#### [Work to do]
Repeat the data word for word. Do not include the pictures.

#### [Given entries]
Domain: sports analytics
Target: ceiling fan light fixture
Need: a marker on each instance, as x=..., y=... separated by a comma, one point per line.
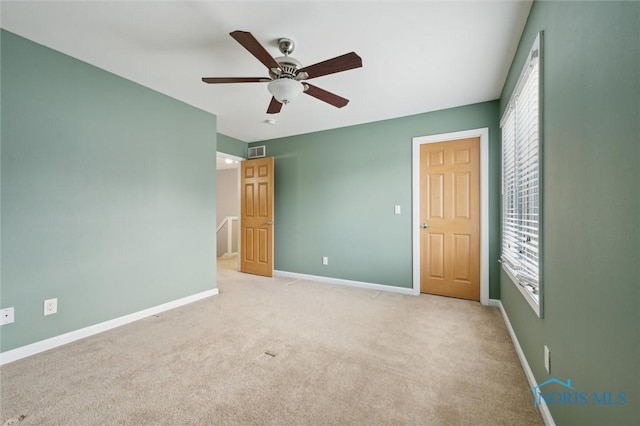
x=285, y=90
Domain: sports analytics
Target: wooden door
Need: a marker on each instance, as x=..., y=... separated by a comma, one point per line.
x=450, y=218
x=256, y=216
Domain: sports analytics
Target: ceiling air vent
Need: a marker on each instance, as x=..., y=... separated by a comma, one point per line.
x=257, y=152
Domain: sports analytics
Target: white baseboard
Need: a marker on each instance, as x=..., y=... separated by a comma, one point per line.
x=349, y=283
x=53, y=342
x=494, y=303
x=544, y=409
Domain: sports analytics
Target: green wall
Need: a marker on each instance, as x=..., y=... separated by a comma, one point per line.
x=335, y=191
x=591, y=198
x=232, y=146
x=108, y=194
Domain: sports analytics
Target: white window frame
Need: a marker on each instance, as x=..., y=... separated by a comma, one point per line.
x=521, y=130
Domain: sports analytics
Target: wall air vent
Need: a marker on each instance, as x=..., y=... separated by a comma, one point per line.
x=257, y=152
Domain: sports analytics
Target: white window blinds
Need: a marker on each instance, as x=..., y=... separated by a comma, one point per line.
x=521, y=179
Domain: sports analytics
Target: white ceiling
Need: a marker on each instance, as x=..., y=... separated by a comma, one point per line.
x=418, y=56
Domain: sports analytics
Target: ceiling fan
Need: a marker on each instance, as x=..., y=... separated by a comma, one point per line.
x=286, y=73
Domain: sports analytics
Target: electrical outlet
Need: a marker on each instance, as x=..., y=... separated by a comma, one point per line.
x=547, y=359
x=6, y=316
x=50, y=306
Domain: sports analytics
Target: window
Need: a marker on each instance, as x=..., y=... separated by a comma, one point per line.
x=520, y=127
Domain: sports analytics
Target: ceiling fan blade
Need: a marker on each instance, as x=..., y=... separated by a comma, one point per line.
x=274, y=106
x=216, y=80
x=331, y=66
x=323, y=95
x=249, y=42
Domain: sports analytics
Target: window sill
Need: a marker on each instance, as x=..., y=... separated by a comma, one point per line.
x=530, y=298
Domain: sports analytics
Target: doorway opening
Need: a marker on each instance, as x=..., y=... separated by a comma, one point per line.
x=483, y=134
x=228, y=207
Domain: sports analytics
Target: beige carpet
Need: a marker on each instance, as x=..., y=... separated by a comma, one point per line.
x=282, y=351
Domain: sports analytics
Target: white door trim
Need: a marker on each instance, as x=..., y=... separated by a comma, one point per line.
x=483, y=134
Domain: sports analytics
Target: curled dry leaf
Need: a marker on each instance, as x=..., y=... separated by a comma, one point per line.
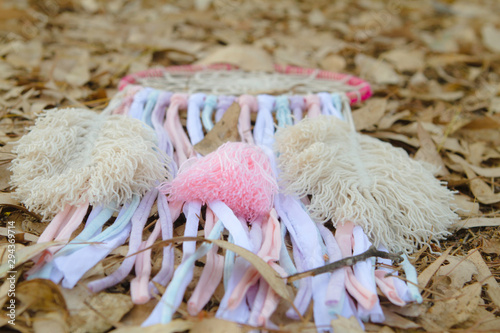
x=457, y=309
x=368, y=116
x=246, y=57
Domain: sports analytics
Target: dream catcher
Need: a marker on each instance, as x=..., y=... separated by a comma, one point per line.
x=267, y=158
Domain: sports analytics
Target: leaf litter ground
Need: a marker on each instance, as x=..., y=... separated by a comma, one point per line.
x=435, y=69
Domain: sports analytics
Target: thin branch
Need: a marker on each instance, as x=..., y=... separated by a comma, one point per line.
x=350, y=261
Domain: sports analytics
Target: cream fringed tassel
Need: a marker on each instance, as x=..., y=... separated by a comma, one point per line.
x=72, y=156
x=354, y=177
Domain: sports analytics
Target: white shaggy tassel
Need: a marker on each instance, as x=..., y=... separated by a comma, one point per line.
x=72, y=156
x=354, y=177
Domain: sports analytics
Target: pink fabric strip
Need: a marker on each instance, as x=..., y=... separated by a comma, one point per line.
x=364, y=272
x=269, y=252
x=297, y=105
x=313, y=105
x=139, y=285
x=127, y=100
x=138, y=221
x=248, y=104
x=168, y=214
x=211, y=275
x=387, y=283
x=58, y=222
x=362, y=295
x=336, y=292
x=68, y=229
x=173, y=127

#### [Correct answer]
Domain: sports analytics
Target: ceiling fan light fixture
Need: a marker on each instance, as x=..., y=... separated by a comma, one point per line.
x=285, y=90
Domain: sports analytics
Target: wooden door
Need: a marker on each instance, as x=..., y=... separated by a comma, one point per line.
x=450, y=218
x=256, y=216
Domain: sports analytics
Target: ceiling air vent
Need: a marker on each instance, as x=..., y=... separated by a comma, one point per line.
x=257, y=152
Domain: sports analytics
Target: white baseboard
Need: a marker on each instance, as x=..., y=... separated by a comma, one point per line.
x=349, y=283
x=53, y=342
x=494, y=303
x=544, y=409
Domain: sports analytics
Target: green wall
Need: a marker on each instance, as x=..., y=... separated by a comma, one point per line.
x=335, y=191
x=591, y=198
x=232, y=146
x=108, y=194
Domain: sports analytics
Target: white window frame
Need: a marker on each instance, as x=..., y=... separated by a comma, one point per line.
x=521, y=130
Domain: sports analytics
Target: wall air vent
Need: a marker on each instance, as x=..., y=... separated by a comma, one point per line.
x=257, y=152
Domain: sports analytics
Target: white window blinds
Need: a marker on each instance, as x=..., y=... separated by a comma, one point per line.
x=521, y=179
Domain: sports analytics
Target: white ceiling
Need: a marker on each instance, as x=..., y=... separated by a comma, one point per line.
x=418, y=56
Domain: sports analytics
Target: ceiling fan
Need: a marker on each instance, as x=..., y=... separated by a comma, one point per line.
x=286, y=73
Domain: sports analytics
Target: electrical outlet
Need: a marker on each instance, as x=..., y=... separated by a comma, one point per line.
x=547, y=359
x=6, y=316
x=50, y=306
Domain: sports analytics
Target: window
Need: a marker on each instance, as x=..., y=... separated by a comma, one point per line.
x=520, y=127
Domain: sports analytics
Target: ceiling fan blade
Need: a marker on each instance, as x=..., y=... separated by a comma, one point per line.
x=274, y=106
x=216, y=80
x=331, y=66
x=323, y=95
x=249, y=42
Domain: sports analytics
Target: window sill
Need: a marker on each instance, as x=..., y=... separated by a comma, one point per line.
x=530, y=298
Domain: sports analytics
Target: doorway opening
Need: a marker on each instance, as x=..., y=... separated by a comma, one point per line.
x=483, y=134
x=228, y=207
Domain: sports analytics
Target: beige carpet
Need: a marker on each instance, as x=..., y=... separated by a comma, one point per line.
x=282, y=351
Domain: sports analytics
Target: white door trim
Need: a marker on each instance, as x=..., y=... separated by a comma, one point per line.
x=483, y=134
Domain: sports analytics
Target: curled dry leaf
Need: a marker on each instance, as x=..., y=... separated by a comma, one point per line.
x=457, y=309
x=368, y=116
x=246, y=57
Domain: sports analytics
Target: dream catcher
Need: a marker on each instance, as x=..., y=... separated by a comma, one point per line.
x=267, y=158
Domain: sports analytics
Target: leaf litter ground
Need: a marker on each instance, as x=..., y=... separated by a comma, one point per line.
x=435, y=69
Domain: sports analytics
Target: thin branch
Need: a marker on each instance, as x=..., y=... separated by a comma, one point per line.
x=350, y=261
Domain: sports analytics
Target: cream fringed tassel
Need: a marker on each instance, as x=..., y=... separated by a comma, one point per line.
x=72, y=156
x=354, y=177
Domain: sports analytics
Target: white shaggy tassel
Need: a marker on each instance, as x=..., y=... separated by a comma, one point per line.
x=72, y=156
x=354, y=177
Domain: sports analytics
Target: pink fabric strip
Need: a marker on each instance, as x=..., y=... separated by a comma, one point per line.
x=364, y=272
x=269, y=252
x=297, y=105
x=313, y=105
x=139, y=285
x=127, y=100
x=138, y=221
x=248, y=104
x=168, y=214
x=211, y=275
x=387, y=283
x=58, y=222
x=362, y=295
x=336, y=292
x=68, y=229
x=173, y=127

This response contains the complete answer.